[Some records]
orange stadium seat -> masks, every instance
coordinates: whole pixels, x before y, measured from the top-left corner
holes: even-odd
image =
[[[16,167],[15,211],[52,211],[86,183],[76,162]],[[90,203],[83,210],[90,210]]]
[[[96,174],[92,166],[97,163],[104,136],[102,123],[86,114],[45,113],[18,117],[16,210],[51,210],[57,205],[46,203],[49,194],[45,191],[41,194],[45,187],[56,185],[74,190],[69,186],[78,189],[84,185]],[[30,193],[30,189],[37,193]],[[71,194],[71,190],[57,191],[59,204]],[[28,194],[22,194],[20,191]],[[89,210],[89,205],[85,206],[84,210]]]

* [Task prompt] Restate all of the entries exactly, please.

* [Task response]
orange stadium seat -> masks, every instance
coordinates: whole pixels, x before y, measured from the top-left corner
holes: even-odd
image =
[[[16,167],[15,211],[52,211],[86,183],[76,162]],[[90,203],[83,210],[90,210]]]
[[[96,174],[92,166],[97,163],[104,136],[102,123],[86,114],[45,113],[18,117],[16,210],[51,210],[57,205],[46,203],[49,194],[45,191],[41,194],[45,187],[56,185],[74,190],[69,186],[78,189],[84,185]],[[30,193],[30,189],[37,193]],[[71,194],[71,190],[57,191],[59,204]],[[28,194],[22,194],[20,191]],[[89,210],[89,205],[85,206],[84,210]]]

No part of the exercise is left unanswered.